##### SOURCE PASSAGE
One of my friends has a problem with lying. His popular tall tale is claiming his father, John Carter, has worked as an astronaut, sports coach, and lucrative businessman. In response, the rest of us had invented an origin series for the man who became notable for fighting the good fight as part of America’s Alien Force Defense. However, regardless of the film’s title, Andrew Stanton’s John Carter isn’t based on our stories, rather Edgar Rice Burroughs’ 11-volume pulp fiction franchise, “Barsoom.” Yet it too revolves around an Earth dweller combating against a kingdom of extraterrestrials.
Despite influencing science fiction authors like Ray Bradbury and Arthur C. Clarke, and even astronomers such as Carl Sagan, I’d never read (or even heard of) the series prior to this adaptation. In that respect, the movie, which escapes a 79 year long bout in “development hell,” earns my admiration. However, unlike the director’s previous films — Finding Nemo and WALL-E — Stanton’s debut live-action film is focused more on action than it is tight storytelling. Nevertheless, there is an attention to detail that only those well-versed in animation could replicate. From the native aliens, which all have different markings and tusk sizes, to the contrast between stony environments and majestic metal palaces, the film’s world is incredibly bold. And while there’s a lack of cohesion in the first act — it jumps too quickly between moody period piece and loony western — once the central story’s established, it all become a wildly entertaining opener to 2012′s blockbuster season.
##########
> **COMPLETE THE FOLLOWING**:
A. In the John Carter review, substitute "fabrication" for "tall tale" and reproduce the passage between "One of my friends" and "kingdom of extraterrestrials.", inclusive.
B. Pick up the John Carter review at the point where it stops and extend it in the same voice.
The items have no connection to the review of John Carter.
##### GIVEN INFORMATION
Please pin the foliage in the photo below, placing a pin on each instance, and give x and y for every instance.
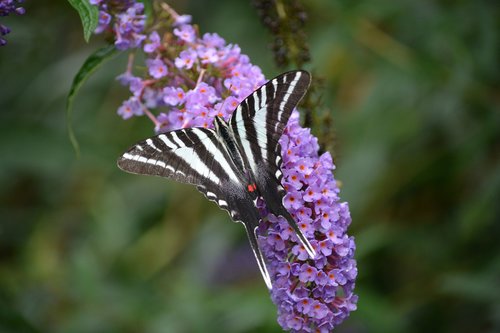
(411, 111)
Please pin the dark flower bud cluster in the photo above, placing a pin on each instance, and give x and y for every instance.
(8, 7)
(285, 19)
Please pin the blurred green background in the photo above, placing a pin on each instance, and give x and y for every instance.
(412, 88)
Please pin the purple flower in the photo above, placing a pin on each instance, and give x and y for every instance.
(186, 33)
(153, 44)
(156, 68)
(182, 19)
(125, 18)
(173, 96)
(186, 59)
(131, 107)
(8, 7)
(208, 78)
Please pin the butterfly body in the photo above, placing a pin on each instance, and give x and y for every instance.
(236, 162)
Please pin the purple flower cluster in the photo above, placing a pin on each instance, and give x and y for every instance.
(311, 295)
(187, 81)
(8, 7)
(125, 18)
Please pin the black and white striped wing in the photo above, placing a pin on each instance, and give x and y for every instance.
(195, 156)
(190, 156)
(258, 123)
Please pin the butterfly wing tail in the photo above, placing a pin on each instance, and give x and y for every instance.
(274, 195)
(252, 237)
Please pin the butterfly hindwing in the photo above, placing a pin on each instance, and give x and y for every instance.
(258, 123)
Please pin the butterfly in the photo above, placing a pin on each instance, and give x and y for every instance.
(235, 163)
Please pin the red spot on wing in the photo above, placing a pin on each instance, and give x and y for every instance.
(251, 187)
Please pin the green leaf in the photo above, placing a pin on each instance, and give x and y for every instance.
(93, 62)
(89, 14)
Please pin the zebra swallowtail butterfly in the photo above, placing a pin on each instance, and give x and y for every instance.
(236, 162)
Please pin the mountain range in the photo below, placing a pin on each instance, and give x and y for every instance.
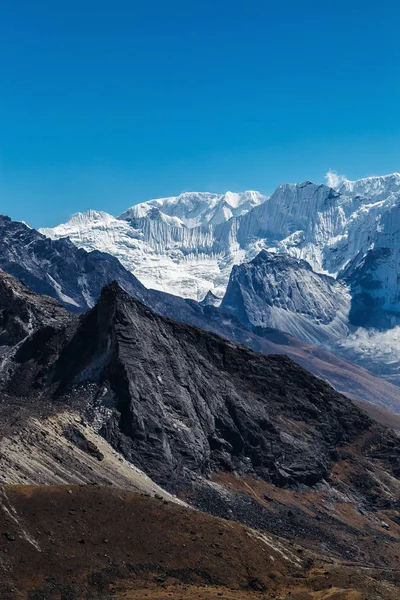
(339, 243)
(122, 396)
##########
##### GIVEN INFORMATION
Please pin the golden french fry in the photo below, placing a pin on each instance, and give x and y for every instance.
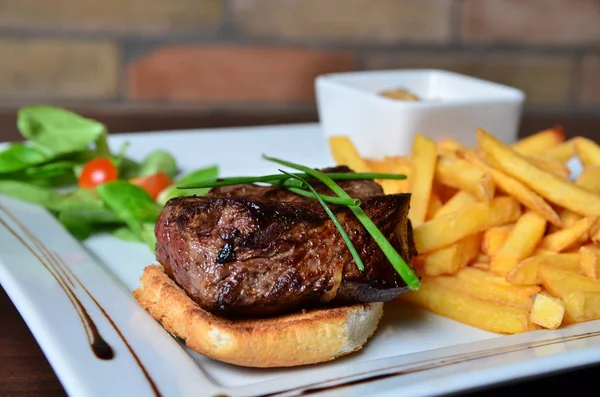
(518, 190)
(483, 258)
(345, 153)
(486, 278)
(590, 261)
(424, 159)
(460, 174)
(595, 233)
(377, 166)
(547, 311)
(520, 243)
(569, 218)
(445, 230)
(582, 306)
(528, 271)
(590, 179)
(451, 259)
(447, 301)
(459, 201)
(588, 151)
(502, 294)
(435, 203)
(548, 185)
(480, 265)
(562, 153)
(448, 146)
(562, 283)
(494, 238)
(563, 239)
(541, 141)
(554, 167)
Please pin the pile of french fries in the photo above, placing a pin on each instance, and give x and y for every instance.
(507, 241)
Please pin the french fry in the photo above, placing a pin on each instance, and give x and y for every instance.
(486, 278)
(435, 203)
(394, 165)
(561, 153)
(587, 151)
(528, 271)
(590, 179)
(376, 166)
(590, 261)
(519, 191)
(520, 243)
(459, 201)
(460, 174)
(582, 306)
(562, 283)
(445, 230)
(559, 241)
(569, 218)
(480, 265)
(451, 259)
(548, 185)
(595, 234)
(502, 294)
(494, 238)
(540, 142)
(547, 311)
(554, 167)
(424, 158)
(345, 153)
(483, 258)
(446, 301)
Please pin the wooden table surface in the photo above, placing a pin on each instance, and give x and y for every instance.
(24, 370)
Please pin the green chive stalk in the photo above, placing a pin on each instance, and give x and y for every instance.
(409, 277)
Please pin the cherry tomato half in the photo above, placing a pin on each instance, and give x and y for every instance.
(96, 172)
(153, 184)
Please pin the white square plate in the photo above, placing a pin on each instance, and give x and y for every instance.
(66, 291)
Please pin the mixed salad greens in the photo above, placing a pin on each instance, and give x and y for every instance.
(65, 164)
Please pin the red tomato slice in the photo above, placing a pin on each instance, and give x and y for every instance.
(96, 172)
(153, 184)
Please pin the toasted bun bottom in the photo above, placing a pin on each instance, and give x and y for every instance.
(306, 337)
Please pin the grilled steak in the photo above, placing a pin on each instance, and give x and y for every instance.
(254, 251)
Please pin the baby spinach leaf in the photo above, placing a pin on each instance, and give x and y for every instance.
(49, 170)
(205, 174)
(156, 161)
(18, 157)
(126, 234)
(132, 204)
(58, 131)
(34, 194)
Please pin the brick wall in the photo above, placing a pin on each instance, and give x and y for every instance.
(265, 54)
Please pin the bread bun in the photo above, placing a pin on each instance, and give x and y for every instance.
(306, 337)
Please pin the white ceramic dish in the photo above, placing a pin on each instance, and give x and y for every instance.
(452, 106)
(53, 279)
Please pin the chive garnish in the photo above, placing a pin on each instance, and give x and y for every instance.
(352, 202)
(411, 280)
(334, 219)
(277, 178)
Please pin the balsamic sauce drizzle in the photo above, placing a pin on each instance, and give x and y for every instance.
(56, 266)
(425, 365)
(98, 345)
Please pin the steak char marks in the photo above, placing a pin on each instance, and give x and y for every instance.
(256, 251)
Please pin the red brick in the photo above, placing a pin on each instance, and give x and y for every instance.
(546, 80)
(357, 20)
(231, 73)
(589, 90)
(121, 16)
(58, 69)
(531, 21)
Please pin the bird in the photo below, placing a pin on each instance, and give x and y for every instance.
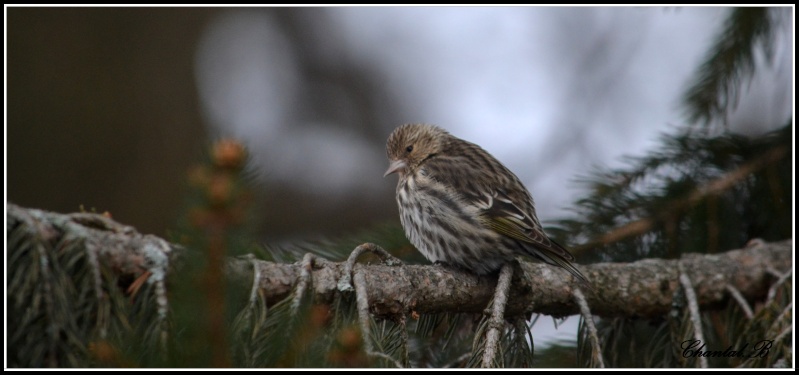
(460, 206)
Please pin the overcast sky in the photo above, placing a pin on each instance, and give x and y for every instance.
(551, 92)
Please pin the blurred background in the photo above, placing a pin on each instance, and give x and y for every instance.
##########
> **ANSWERS IN ORDER**:
A.
One of my friends has a problem with lying. His popular fabrication is claiming his father, John Carter, has worked as an astronaut, sports coach, and lucrative businessman. In response, the rest of us had invented an origin series for the man who became notable for fighting the good fight as part of America’s Alien Force Defense. However, regardless of the film’s title, Andrew Stanton’s John Carter isn’t based on our stories, rather Edgar Rice Burroughs’ 11-volume pulp fiction franchise, “Barsoom.” Yet it too revolves around an Earth dweller combating against a kingdom of extraterrestrials.

B.
Written by the director alongside Mark Andrews and Michael Chabon, John Carter is an adaptation of the first book in Burroughs’ grandiose vision. In the movie, Mars is not the barren wasteland we believe it to be. In fact, it is home to two human cities at war with each other. However, the destruction of its atmosphere is destroying the planet and only an alliance can save it. Fortunately, Carter (Taylor Kitsch), a former Confederate captain mysteriously transported to our red neighbor, becomes embroiled in the political strife. There, he chooses sides with a beautiful Princess named Dejah Thoris (Lynn Collins) and the world’s spear-wielding, rhino-riding indigenous race, the Tharks which are led by Tars Tarkas (Willem Dafoe).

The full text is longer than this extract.